Using the information -
1. In the text on self-medicating, how does self-medicating usually start?
2. List every item the text on self-medicating says can "serve the same function."
3. Pick up the text on self-medicating after its last sentence and continue it.

Top of Selected extract

You tell yourself it's just to take the edge off.

Maybe it's a drink to unwind, a pill to fall asleep, or hours of scrolling and zoning out. You're not addicted. You're just trying to get through the day.


But somewhere underneath that, you wonder: is this actually helping? Or is it covering something you haven't been willing to look at yet?


Self-medicating is more common than most people realize, and it rarely starts as a problem. It starts as a solution.



What Is Self-Medicating?


Self-medicating is using substances or behaviors to manage emotional pain rather than working through it. It can feel like relief in the moment. Over time, it tends to keep you at a distance from the healing you actually need.


It can look like drinking or using substances to get through stress, anxiety, or the aftermath of trauma. It can look like using food to manage or suppress feeling, or overworking as a way to stay busy enough that nothing uncomfortable can catch up with you. Screens, gaming, sex, impulsivity, or losing yourself in relationships can all serve the same function: turning the volume down on something that feels too loud to sit with.

Bottom of Selected extract
Top of Given records

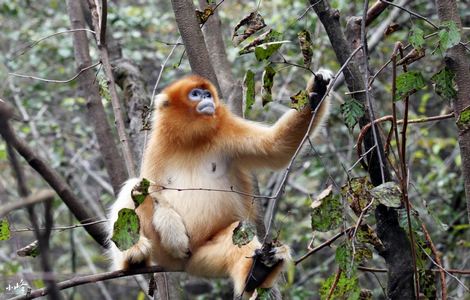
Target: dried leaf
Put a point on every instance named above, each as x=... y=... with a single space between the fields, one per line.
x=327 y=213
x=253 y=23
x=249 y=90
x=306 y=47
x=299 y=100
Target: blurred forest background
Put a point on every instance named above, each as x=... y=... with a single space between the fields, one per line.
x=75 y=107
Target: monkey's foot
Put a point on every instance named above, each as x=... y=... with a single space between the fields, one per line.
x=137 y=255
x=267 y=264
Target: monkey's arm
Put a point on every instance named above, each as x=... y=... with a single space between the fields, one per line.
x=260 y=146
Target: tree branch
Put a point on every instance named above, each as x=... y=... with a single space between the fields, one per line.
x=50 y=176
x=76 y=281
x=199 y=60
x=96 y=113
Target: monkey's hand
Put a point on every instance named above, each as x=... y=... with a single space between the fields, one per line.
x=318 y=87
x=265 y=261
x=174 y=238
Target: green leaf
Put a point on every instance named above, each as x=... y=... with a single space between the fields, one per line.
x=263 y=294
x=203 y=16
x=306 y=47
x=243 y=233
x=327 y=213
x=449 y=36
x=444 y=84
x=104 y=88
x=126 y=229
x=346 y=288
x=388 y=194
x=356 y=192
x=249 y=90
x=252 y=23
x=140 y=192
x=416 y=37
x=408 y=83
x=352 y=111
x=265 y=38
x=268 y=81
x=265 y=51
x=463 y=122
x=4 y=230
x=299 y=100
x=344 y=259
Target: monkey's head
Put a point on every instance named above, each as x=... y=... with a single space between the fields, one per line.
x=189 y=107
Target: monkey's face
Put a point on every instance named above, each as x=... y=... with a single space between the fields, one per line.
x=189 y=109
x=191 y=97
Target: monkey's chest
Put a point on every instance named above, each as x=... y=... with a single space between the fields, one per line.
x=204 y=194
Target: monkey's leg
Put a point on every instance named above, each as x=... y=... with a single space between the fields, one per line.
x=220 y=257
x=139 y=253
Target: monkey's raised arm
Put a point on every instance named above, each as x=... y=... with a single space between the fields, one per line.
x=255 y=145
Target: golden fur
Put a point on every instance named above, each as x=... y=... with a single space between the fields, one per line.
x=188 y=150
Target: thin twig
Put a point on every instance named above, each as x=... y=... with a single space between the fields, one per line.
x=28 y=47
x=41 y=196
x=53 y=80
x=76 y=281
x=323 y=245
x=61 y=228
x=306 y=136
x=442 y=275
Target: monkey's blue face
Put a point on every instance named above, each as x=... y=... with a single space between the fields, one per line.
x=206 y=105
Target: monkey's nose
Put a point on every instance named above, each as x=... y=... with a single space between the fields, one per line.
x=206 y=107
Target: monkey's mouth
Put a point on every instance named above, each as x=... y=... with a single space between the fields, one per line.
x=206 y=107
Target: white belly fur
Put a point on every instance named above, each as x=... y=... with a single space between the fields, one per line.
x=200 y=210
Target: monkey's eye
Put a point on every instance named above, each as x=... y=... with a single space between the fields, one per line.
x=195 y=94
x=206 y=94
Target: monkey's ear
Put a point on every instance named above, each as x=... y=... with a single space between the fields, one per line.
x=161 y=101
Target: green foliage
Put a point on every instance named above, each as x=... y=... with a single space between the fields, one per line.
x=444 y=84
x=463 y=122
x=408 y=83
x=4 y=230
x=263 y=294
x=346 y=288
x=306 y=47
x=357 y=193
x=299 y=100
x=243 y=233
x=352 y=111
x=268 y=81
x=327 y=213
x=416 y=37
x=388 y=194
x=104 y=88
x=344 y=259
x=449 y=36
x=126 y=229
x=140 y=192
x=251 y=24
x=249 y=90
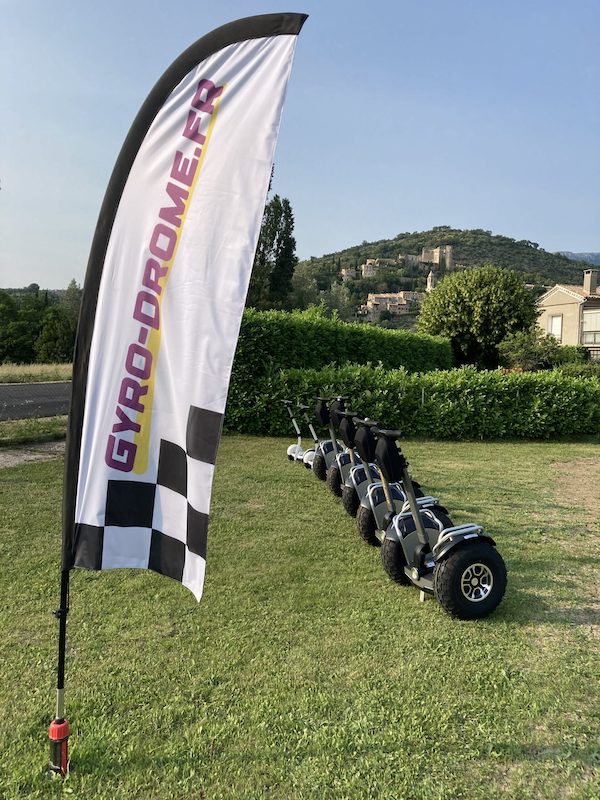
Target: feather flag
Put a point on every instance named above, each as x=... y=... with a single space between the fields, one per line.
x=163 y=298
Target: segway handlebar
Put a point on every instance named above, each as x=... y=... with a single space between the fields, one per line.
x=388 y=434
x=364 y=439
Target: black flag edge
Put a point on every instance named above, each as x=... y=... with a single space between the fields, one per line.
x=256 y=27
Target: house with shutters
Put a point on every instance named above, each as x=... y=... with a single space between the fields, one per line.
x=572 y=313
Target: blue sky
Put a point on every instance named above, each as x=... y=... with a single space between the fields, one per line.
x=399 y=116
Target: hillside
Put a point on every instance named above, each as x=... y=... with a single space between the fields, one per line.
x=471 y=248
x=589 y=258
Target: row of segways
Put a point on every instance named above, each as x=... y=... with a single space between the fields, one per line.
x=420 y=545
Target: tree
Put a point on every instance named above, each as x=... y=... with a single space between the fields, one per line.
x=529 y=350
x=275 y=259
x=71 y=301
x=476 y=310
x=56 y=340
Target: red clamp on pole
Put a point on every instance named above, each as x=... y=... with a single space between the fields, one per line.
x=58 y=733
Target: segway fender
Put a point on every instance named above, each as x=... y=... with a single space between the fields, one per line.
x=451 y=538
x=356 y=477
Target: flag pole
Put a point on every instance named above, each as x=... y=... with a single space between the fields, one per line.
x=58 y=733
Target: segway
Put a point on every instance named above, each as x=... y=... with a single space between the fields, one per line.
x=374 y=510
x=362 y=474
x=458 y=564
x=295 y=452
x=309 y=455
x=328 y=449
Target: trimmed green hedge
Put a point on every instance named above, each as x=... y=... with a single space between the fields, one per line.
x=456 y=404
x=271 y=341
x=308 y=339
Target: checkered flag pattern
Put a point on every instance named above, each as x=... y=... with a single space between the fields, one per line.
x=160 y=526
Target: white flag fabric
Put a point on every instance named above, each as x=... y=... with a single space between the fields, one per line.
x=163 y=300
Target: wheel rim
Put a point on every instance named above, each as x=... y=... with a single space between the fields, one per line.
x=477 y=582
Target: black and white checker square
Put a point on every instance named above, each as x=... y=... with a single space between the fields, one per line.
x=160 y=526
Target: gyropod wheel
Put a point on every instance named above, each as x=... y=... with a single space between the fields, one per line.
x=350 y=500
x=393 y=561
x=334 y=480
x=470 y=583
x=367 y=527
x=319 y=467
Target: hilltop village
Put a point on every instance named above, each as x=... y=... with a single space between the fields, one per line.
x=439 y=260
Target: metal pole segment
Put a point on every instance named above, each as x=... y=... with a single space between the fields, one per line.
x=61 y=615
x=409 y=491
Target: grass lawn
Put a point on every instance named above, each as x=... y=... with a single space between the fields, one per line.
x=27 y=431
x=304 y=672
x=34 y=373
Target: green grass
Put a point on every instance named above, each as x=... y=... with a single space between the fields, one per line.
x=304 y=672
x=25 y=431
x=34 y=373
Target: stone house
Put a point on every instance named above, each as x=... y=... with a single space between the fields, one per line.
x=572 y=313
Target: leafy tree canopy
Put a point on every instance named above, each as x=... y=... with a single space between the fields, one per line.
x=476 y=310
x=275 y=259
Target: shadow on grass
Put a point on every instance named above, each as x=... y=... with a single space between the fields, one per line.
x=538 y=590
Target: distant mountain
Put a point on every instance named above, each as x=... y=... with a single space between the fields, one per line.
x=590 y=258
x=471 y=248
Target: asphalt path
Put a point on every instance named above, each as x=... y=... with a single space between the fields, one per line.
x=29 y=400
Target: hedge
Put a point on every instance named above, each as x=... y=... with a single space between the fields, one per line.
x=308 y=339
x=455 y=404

Bottom of Given records
Top of Given records

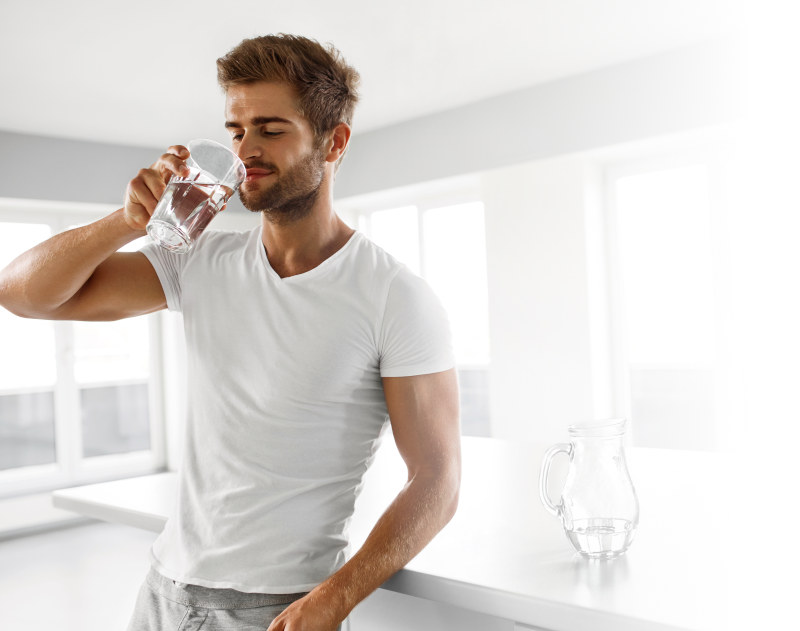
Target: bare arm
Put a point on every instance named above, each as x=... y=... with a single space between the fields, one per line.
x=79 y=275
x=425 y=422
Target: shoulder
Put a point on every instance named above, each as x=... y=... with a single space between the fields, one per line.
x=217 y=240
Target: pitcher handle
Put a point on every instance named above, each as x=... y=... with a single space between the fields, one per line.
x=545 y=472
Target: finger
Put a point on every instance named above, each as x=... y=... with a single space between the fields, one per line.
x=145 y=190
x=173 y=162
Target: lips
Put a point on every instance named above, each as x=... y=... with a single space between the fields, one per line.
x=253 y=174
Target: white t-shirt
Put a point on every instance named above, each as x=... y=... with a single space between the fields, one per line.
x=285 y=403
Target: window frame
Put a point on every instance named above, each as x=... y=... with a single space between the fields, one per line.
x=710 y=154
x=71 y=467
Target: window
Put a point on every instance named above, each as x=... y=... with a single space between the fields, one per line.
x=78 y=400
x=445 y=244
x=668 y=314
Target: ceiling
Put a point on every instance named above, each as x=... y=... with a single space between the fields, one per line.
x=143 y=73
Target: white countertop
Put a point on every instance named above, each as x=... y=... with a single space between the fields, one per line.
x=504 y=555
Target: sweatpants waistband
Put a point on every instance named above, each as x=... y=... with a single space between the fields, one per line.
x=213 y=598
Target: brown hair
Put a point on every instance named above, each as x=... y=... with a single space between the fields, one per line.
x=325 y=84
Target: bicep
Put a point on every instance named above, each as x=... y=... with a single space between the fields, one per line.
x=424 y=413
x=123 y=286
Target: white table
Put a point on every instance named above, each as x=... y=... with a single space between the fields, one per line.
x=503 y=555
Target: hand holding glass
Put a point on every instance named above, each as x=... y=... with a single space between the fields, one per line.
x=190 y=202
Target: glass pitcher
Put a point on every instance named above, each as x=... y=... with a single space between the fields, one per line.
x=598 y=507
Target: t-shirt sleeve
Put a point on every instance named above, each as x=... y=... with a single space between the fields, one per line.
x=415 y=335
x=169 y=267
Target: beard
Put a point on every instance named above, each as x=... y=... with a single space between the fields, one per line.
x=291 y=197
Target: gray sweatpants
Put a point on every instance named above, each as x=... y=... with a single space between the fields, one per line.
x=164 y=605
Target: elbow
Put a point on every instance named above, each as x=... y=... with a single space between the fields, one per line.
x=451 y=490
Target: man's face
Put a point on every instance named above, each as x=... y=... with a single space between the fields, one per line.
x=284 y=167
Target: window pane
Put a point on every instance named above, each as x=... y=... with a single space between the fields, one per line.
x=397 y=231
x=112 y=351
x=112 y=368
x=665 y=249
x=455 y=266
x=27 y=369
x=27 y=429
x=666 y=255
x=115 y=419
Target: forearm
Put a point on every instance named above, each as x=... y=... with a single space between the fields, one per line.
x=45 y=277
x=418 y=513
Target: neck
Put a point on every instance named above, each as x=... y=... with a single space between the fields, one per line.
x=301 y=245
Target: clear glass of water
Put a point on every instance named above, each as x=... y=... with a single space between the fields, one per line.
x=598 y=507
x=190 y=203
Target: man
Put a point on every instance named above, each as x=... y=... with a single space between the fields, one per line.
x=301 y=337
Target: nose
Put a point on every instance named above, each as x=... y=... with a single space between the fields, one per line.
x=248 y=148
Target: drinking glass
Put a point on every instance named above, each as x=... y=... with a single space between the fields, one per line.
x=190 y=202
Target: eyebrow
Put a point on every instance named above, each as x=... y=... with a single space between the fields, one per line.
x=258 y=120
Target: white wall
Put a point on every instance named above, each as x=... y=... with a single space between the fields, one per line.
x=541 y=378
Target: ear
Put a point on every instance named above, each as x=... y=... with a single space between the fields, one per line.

Bottom of Given records

Exercise answers -
1. It usually starts as a solution rather than a problem.

2. Screens, gaming, sex, impulsivity, and losing yourself in relationships.

3.
Not every coping strategy is harmful. But when a behavior becomes a way to avoid your emotions rather than move through them, it tends to create more pain over time, not less.



Why People Self-Medicate


If you were never taught how to manage difficult emotions, self-medicating may have been the most effective tool you had. It often begins as a way to escape anxiety, depression, grief, or unresolved trauma. It can feel like control when everything else feels chaotic. It can fill a quiet kind of emptiness that comes from loneliness, loss, or rejection.


At first, it works. It quiets the discomfort. But eventually, it stops working and starts costing you more than it gives back.



How to Recognize When Self-Medicating Is Hurting You


One signal is dependence: when you feel like you need a drink, a substance, or a distraction just to function through an ordinary day, the coping mechanism has become something you're organized around rather than something you choose.


Another is relational distance. Self-medicating tends to create barriers between you and the people you care about. You might find yourself withdrawing, hiding what you're doing, or noticing that others have started to express concern. Emotional availability narrows. Connection gets harder.


Your mental health can also deteriorate even while you're trying to protect it. Substances often increase anxiety, depression, and mood dysregulation over time. Avoidance behaviors delay healing and tend to amplify the pain they were meant to manage.


And sometimes, what you notice is simply that it stopped feeling like a choice. You thought you could stop whenever you wanted. But now it takes more to feel the same effect, and the guilt afterward doesn't seem to change what you do next. That is not a willpower problem. It is a signal that something underneath needs attention.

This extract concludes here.